The credit storm, which began in July when two Bear Stearns
hedge funds were forced to liquidate, has continued to intensify.
Last week the noose tightened around auction-rate securities
(ARS), a little-known part of the market that requires short-term funding to
set rates for long-term municipal bonds. The $330 billion ARS market has dried
up overnight pushing up rates as high as 20 per cent on some bonds -- a new benchmark
for short-term debt. Auction-rate securities are now headed for extinction just
like the other previously vital parts of the structured finance paradigm.
The $2 trillion market for collateralized debt obligations
(CDOs), the multi-trillion dollar mortgage-backed securities market (MBSs) and
the $1.3 asset-backed commercial paper (ABCP) market have all shut down,
draining a small ocean of capital from the financial system and pushing many of
the banks and hedge funds closer to default.
The price of insuring corporate bonds has skyrocketed in the
last few weeks, making it more difficult for businesses to get the funding they
need to expand or continue present operations. Much of this has to do with the
growing uncertainty about the reliability of credit default swaps, a $45
trillion dollar market which remains virtually unregulated. Credit default
swaps are a type of financial instrument that are used to speculate on a
company's ability to repay debt. They pay the buyer face value in exchange for
the underlying securities or the cash equivalent if a borrower fails to adhere
to its debt agreements. When the price of CDSs increases, it means that there
is greater doubt about the quality of the bond. Prices are presently soaring
because the entire structured finance market -- and everything connected to it
-- is under withering attack from the meltdown in subprime mortgages. As
foreclosures continue to rise, the subprime loans that were transformed into
securities will continue to unwind, destroying trillions of dollars of virtual
capital in the secondary market.
It all sounds more complicated than it really is. Imagine a
200-foot conveyor belt with two burly workers and a mountain-sized pile of
money on one end and a towering bonfire on the other. Every time a home goes
into foreclosure, the two workers stack the money that was lost on the
transaction, plus all of the cash that was leveraged on the home via
"securitization" and derivatives, onto the conveyor belt where it is
fed into the fire. That is precisely what is happening right now and the amount
of capital that is being consumed by the flames far exceeds the Fed's paltry
increases in the money supply or Bush's projected $168 billion "surplus
package." Capital is being sucked out of the system faster than it can be
replaced, which is apparent by the sudden cramping in the financial system and
a more generalized slowdown in consumer spending.
According to a recent Bloomberg article: "A year ago,
$20 million would have gotten Luminent Mortgage Capital, Inc., access to $640
million in loans to buy top-rated mortgage-backed securities. Now that much
cash gets the firm no more than $80 million. . . . [Only] 6 lenders are
offering 5 times leverage, while a year ago, 20 banks extended 33 times."
The banks are not providing anywhere near as much money for
leveraged investments as they did just last year. And, when credit shrinks on a
national scale -- as it is -- so does the economy. It' a simple formula: less
money means less economic activity, less growth, fewer jobs, tighter budgets
and more pain.
Bloomberg continues: "Wall Street firms, reeling from
$146 billion in losses on their debt holdings, are fueling a credit crisis by
clamping down on lending to investors and hedge funds that use borrowed money
to buy securities. By pulling back, [the banks] are contributing to reduced
demand and lower prices throughout the fixed-income world."
-.-.-
Challenges
**a.** In the article on the credit crisis, what event began the credit storm in July?
**b.** Pick up the article on the credit crisis after its last sentence and carry it forward.
-.-.-
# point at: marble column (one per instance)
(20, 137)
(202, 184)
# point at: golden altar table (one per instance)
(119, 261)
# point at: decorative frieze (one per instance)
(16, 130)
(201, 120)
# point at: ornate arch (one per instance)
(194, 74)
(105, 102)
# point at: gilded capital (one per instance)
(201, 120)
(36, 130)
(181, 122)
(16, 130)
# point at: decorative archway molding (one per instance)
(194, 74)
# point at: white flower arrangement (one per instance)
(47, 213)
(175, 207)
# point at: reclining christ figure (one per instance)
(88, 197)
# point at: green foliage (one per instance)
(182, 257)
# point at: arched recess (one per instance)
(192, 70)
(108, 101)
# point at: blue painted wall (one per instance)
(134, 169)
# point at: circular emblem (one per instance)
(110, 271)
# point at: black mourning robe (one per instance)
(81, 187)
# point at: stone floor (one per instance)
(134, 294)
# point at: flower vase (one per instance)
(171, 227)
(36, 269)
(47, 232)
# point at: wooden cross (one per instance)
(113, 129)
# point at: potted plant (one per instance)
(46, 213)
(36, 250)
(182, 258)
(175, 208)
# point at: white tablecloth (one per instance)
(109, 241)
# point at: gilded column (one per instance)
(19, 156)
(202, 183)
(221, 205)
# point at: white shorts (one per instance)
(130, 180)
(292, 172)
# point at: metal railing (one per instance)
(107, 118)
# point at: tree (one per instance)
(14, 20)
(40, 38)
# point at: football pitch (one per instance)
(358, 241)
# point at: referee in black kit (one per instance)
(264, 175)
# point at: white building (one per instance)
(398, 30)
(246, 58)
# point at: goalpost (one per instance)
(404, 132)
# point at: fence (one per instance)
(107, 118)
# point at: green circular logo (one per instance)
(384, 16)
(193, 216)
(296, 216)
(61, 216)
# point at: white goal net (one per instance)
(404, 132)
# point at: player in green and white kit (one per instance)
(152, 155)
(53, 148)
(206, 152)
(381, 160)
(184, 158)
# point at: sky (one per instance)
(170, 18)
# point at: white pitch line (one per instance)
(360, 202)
-.-.-
Final results
**a.** Two Bear Stearns hedge funds were forced to liquidate.

**b.**
The banks are in no position to be generous because they're
already saddled with $400 billion in MBSs and CDOs -- as well as another $170
billion in private equity deals -- for which there is currently no market.
They've had to dramatically cut back on their lending because they either don't
have the resources or are facing bankruptcy in the near future.
An article which appeared on the front page of the Financial
Times last week illustrates how hard-pressed the banks really are: "US
banks have been quietly borrowing massive amounts of money from the Federal
Reserve . . . $50 billion in one month."
The Fed's new Term Auction Facility "allows the banks
to borrow money against all sort of dodgy collateral," says Christopher
Wood, analyst at CLSA. "The banks are increasingly giving the Fed the
garbage collateral nobody else wants to take . . . [this] suggests a perilous
condition for America's banking system."
The move has sparked unease among some analysts about the
stress developing in opaque corners of the US banking system and the banks'
growing reliance on indirect forms of government support." ["US Banks
borrow $50 billion via New Fed Facility", Financial Times] (The story
appeared nowhere in the US media.)
At the same time the banks are getting backdoor injections
of liquidity from the Fed. Banking giant Citigroup has been trying to offload
some of its branches so it can cover its structured investment losses. It all
looks rather desperate, but scouring the planet for capital to shore up
flagging balance sheets is turning out to be a full-time job for many of
America's largest investment banks. It is the only way they can stay one step
ahead of the hangman.
In the last few days, gold has spiked to $950, a new high,
while oil futures passed the $100 per barrel mark. The battered greenback has
already taken a beating, and yet, Fed Chairman Bernanke is signaling that there
are more rate cuts to come. The prospect of a global run on the dollar has
never been greater. Still, Bernanke will do whatever he can to resuscitate the
faltering banking system, even if he destroys the currency in the process.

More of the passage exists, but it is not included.